**Work instructions**:
Convert the lines from the one containing "# test: mark the gray" up to and including the one containing "point(167, 605)" into a Markdown table with the columns Row and Line, leaving out any blank lines. Include only those lines.

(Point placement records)
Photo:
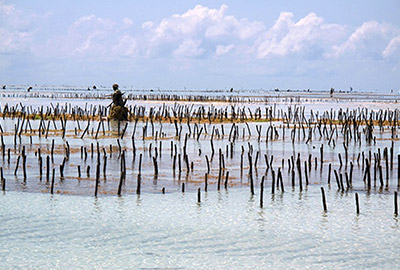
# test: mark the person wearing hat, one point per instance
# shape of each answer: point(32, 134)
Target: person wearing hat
point(118, 110)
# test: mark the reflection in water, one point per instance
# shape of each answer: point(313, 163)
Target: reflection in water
point(227, 229)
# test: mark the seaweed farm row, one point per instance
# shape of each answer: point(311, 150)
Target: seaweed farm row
point(169, 148)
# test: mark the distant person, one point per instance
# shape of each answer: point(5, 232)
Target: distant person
point(118, 110)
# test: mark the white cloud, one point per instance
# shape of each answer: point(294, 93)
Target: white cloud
point(126, 46)
point(221, 49)
point(189, 48)
point(15, 31)
point(128, 21)
point(392, 47)
point(287, 37)
point(366, 37)
point(200, 23)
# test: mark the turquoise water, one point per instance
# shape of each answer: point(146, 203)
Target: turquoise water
point(227, 230)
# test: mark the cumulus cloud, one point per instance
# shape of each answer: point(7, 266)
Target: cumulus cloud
point(288, 37)
point(14, 30)
point(94, 36)
point(366, 37)
point(200, 23)
point(392, 47)
point(221, 49)
point(189, 48)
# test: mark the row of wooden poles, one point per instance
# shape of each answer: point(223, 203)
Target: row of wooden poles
point(222, 96)
point(353, 125)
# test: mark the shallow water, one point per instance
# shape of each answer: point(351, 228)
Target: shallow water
point(227, 230)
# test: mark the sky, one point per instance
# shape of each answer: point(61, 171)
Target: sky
point(175, 44)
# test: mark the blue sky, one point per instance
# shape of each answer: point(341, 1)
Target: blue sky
point(202, 44)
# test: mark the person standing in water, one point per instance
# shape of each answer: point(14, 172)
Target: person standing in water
point(118, 110)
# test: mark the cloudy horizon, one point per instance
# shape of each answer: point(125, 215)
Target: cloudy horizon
point(201, 45)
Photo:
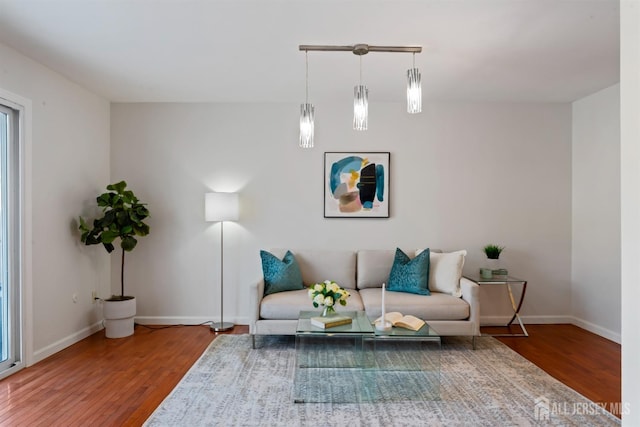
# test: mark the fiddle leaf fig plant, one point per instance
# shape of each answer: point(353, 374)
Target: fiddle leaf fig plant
point(122, 218)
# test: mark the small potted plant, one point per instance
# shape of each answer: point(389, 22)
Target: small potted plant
point(493, 251)
point(122, 218)
point(493, 270)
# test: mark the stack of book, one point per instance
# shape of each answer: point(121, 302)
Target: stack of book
point(330, 321)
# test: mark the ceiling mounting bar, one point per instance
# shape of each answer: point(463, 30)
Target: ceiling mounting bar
point(359, 49)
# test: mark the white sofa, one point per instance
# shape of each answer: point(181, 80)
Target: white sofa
point(362, 273)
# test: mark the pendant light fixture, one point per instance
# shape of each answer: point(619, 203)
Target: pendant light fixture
point(360, 91)
point(306, 113)
point(360, 103)
point(414, 89)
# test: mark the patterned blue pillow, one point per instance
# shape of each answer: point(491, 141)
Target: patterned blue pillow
point(279, 275)
point(410, 275)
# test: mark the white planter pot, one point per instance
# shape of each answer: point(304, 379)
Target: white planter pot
point(492, 264)
point(119, 318)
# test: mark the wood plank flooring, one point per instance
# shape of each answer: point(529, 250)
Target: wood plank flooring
point(586, 362)
point(104, 382)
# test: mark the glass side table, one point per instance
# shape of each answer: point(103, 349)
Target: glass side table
point(507, 283)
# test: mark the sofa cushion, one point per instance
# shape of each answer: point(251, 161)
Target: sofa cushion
point(437, 306)
point(319, 265)
point(374, 266)
point(410, 275)
point(279, 275)
point(288, 305)
point(446, 271)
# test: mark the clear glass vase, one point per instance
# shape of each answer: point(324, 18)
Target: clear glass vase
point(328, 310)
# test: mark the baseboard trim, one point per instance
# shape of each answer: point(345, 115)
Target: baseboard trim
point(540, 320)
point(178, 320)
point(65, 342)
point(598, 330)
point(547, 320)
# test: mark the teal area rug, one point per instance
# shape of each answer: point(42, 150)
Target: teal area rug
point(235, 385)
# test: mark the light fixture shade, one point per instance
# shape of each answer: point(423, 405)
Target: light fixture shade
point(360, 107)
point(307, 117)
point(221, 207)
point(414, 91)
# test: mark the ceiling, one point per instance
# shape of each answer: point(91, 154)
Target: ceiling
point(247, 50)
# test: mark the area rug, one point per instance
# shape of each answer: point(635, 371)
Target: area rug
point(235, 385)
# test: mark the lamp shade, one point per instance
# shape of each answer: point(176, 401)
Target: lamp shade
point(221, 207)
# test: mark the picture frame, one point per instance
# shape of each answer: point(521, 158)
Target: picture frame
point(356, 184)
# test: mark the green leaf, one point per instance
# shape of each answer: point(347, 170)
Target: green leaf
point(109, 236)
point(104, 200)
point(128, 243)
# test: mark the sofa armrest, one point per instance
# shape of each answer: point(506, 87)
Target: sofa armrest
point(471, 294)
point(256, 291)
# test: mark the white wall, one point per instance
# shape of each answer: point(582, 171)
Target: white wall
point(462, 175)
point(69, 165)
point(595, 262)
point(630, 196)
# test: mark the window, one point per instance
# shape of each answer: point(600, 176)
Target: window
point(10, 240)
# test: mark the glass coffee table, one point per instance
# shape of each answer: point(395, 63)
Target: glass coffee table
point(356, 363)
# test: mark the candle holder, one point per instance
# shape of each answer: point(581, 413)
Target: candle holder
point(384, 325)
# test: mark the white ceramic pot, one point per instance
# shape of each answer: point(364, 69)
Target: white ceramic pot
point(493, 264)
point(119, 318)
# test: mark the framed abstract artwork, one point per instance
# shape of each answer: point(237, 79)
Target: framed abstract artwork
point(356, 185)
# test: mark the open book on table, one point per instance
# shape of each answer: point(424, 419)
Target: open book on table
point(403, 321)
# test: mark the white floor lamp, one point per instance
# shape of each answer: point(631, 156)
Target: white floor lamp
point(221, 207)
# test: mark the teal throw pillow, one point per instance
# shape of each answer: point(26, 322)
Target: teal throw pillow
point(410, 275)
point(279, 275)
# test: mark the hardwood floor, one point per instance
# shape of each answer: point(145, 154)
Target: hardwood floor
point(104, 382)
point(586, 362)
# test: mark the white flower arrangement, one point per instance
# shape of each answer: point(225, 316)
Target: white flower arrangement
point(328, 294)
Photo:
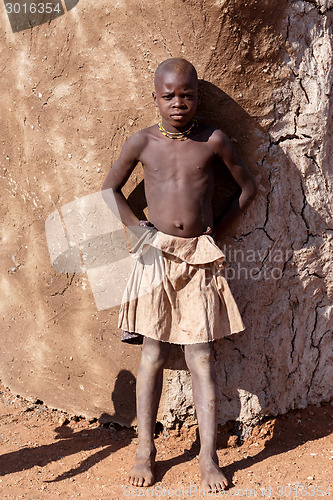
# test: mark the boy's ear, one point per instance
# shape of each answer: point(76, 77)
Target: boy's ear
point(154, 98)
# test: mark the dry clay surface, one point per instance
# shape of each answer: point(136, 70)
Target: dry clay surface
point(46, 456)
point(73, 89)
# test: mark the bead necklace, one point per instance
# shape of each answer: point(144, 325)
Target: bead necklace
point(178, 136)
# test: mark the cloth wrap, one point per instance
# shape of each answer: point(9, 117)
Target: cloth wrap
point(177, 291)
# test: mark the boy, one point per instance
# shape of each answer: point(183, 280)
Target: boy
point(186, 308)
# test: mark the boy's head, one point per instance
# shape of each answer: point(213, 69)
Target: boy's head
point(176, 92)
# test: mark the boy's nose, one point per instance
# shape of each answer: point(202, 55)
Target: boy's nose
point(177, 103)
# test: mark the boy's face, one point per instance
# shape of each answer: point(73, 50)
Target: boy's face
point(176, 96)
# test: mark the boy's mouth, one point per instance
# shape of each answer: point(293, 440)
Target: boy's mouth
point(177, 116)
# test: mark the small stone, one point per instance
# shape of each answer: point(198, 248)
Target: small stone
point(62, 420)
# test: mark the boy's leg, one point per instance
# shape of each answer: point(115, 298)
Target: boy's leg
point(148, 393)
point(200, 361)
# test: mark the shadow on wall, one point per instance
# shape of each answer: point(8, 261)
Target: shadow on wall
point(24, 14)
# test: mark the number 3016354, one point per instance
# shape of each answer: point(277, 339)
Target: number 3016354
point(32, 8)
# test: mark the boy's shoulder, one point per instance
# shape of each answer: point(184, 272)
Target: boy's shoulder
point(139, 140)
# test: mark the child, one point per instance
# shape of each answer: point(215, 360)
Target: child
point(192, 305)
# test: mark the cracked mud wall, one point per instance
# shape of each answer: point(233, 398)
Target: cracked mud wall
point(73, 90)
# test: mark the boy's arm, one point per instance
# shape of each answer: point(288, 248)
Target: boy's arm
point(224, 149)
point(117, 177)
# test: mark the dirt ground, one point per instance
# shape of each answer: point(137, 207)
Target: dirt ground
point(47, 454)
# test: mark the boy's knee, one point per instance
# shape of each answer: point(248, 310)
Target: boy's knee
point(154, 353)
point(199, 358)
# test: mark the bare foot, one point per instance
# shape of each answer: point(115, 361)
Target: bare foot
point(212, 477)
point(142, 472)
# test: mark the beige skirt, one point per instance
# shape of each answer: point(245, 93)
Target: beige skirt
point(177, 291)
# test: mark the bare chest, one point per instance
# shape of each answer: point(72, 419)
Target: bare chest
point(177, 161)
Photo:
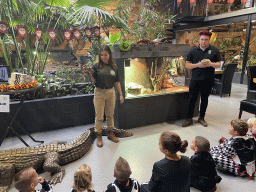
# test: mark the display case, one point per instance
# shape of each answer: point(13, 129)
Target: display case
point(151, 94)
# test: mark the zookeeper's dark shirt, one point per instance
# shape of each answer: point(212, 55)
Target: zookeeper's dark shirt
point(197, 54)
point(105, 76)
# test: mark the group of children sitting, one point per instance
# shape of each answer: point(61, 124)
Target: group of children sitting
point(174, 172)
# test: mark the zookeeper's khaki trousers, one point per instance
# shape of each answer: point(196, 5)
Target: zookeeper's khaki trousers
point(104, 99)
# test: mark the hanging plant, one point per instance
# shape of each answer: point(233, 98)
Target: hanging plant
point(3, 27)
point(125, 45)
point(39, 33)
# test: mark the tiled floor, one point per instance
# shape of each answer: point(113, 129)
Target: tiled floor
point(141, 150)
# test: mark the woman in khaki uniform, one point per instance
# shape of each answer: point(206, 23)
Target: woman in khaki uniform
point(105, 76)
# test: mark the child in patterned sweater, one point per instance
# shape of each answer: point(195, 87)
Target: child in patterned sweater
point(27, 179)
point(236, 155)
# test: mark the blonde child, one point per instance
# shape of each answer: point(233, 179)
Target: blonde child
point(27, 179)
point(252, 126)
point(236, 155)
point(123, 182)
point(173, 172)
point(83, 179)
point(203, 172)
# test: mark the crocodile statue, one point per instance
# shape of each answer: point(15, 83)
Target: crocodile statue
point(48, 157)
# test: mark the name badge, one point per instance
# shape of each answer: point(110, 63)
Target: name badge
point(112, 72)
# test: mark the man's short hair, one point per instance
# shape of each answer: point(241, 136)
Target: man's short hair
point(122, 170)
point(22, 180)
point(206, 33)
point(240, 126)
point(202, 144)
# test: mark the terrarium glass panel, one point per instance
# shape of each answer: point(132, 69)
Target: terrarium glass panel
point(148, 76)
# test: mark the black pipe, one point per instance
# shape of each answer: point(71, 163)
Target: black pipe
point(246, 45)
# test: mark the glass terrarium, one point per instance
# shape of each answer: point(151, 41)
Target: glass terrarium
point(148, 76)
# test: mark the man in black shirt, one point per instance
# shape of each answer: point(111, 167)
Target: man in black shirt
point(203, 60)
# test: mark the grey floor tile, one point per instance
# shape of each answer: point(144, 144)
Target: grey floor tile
point(141, 150)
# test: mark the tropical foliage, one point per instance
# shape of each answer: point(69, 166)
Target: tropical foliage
point(46, 14)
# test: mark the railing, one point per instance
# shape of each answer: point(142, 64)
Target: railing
point(205, 8)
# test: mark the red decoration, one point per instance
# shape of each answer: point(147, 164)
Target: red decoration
point(39, 33)
point(77, 34)
point(106, 29)
point(88, 32)
point(52, 33)
point(3, 27)
point(192, 3)
point(22, 31)
point(67, 34)
point(96, 31)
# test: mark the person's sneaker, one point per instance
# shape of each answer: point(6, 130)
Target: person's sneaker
point(202, 121)
point(187, 123)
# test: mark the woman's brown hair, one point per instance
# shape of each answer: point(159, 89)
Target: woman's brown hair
point(108, 50)
point(206, 33)
point(172, 142)
point(82, 178)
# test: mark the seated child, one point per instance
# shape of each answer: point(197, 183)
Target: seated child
point(27, 179)
point(123, 182)
point(252, 126)
point(236, 155)
point(83, 179)
point(173, 172)
point(203, 173)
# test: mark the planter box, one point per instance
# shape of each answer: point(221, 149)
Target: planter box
point(142, 111)
point(50, 114)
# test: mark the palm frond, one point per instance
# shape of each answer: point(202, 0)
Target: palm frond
point(92, 3)
point(86, 14)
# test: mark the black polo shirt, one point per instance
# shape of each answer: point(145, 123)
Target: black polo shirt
point(197, 54)
point(105, 76)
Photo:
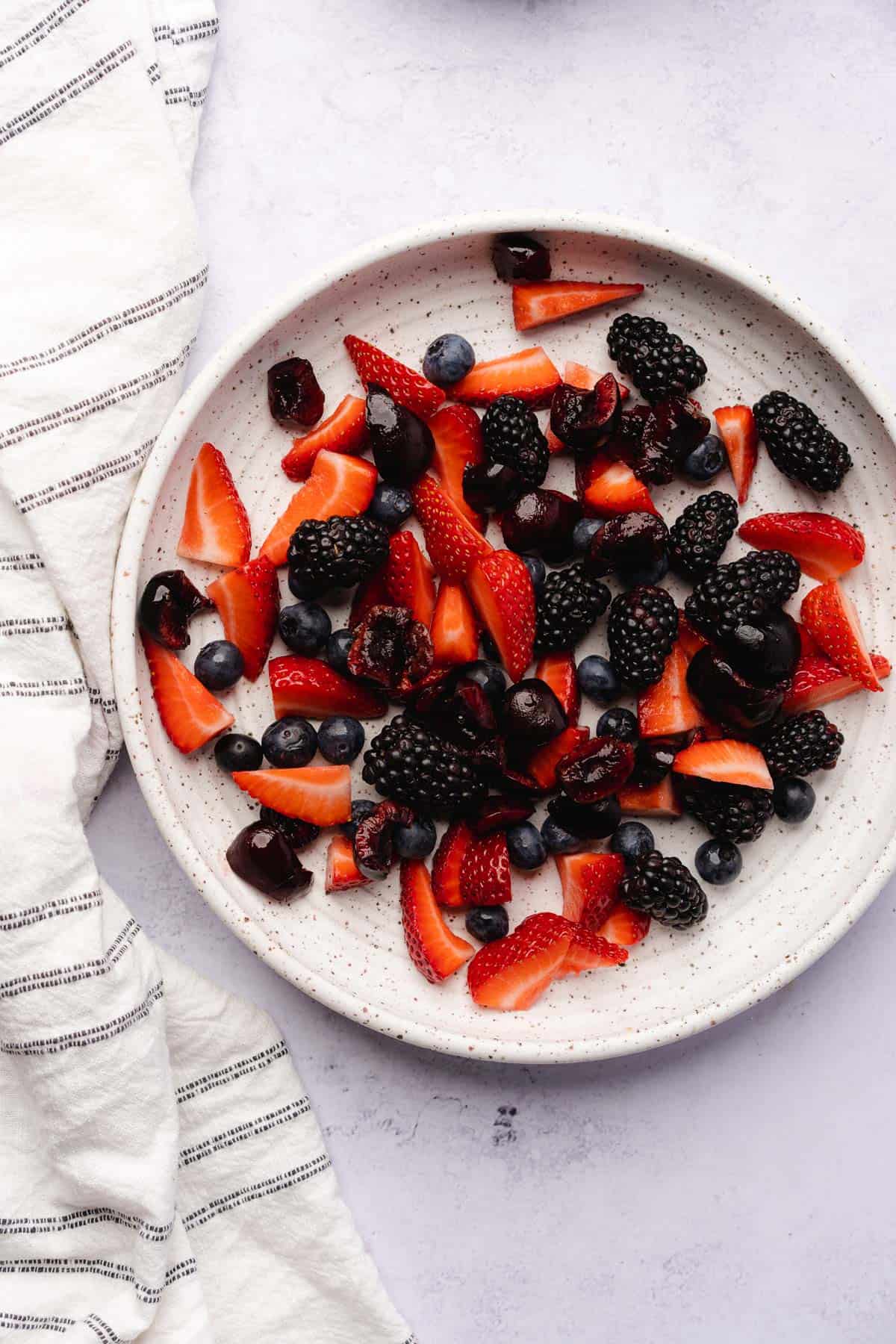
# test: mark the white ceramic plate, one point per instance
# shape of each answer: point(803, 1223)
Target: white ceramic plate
point(801, 887)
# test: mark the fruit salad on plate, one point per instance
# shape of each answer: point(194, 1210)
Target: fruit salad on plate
point(453, 687)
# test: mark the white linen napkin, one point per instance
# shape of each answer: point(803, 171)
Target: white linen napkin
point(161, 1174)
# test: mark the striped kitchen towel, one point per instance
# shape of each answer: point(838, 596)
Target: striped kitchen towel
point(161, 1174)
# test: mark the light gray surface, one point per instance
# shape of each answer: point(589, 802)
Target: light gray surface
point(736, 1187)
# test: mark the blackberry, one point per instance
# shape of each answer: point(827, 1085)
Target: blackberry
point(656, 359)
point(411, 765)
point(512, 436)
point(742, 591)
point(335, 553)
point(699, 537)
point(803, 744)
point(665, 890)
point(727, 811)
point(641, 629)
point(798, 443)
point(567, 606)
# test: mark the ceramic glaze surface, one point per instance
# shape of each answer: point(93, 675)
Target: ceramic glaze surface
point(801, 887)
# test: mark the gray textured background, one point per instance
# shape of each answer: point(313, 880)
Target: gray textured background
point(736, 1187)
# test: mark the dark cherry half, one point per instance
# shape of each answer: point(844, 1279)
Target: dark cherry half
point(294, 396)
point(402, 443)
point(264, 858)
point(167, 605)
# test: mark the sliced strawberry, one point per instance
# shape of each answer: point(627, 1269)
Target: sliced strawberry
point(343, 873)
point(606, 488)
point(689, 638)
point(314, 690)
point(319, 793)
point(590, 885)
point(343, 432)
point(454, 629)
point(215, 523)
point(452, 541)
point(818, 682)
point(625, 927)
point(190, 714)
point(656, 801)
point(724, 761)
point(547, 302)
point(485, 871)
point(247, 601)
point(339, 485)
point(408, 577)
point(448, 863)
point(458, 443)
point(514, 972)
point(830, 617)
point(738, 432)
point(501, 591)
point(588, 949)
point(558, 670)
point(667, 706)
point(527, 374)
point(371, 591)
point(543, 764)
point(824, 546)
point(435, 949)
point(405, 385)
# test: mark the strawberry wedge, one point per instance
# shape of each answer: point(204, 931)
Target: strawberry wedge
point(830, 617)
point(405, 385)
point(825, 546)
point(457, 435)
point(314, 690)
point(215, 522)
point(501, 591)
point(528, 374)
point(317, 793)
point(339, 485)
point(738, 432)
point(818, 682)
point(726, 761)
point(433, 948)
point(247, 601)
point(190, 714)
point(343, 432)
point(547, 302)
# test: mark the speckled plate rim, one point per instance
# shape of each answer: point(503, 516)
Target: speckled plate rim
point(124, 645)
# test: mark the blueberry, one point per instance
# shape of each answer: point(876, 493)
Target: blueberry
point(526, 847)
point(618, 724)
point(391, 505)
point(558, 839)
point(448, 361)
point(361, 808)
point(488, 922)
point(706, 460)
point(304, 626)
point(289, 742)
point(794, 800)
point(340, 738)
point(598, 679)
point(632, 839)
point(650, 573)
point(718, 862)
point(538, 570)
point(415, 840)
point(337, 647)
point(583, 531)
point(489, 676)
point(220, 665)
point(238, 752)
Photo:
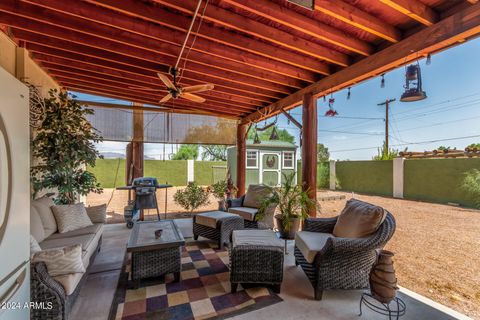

**Task answer**:
| Row | Line |
|---|---|
| 1 | # test: mark the gray textured background, one point per instance |
| 2 | # shape of each answer: point(313, 880) |
| 3 | Target: gray textured background |
| 4 | point(736, 1187) |
| 5 | # test: mark the dark cherry half, one point per instance |
| 6 | # shape of each answer: point(844, 1279) |
| 7 | Target: dark cherry half |
| 8 | point(294, 396) |
| 9 | point(402, 443) |
| 10 | point(264, 858) |
| 11 | point(167, 605) |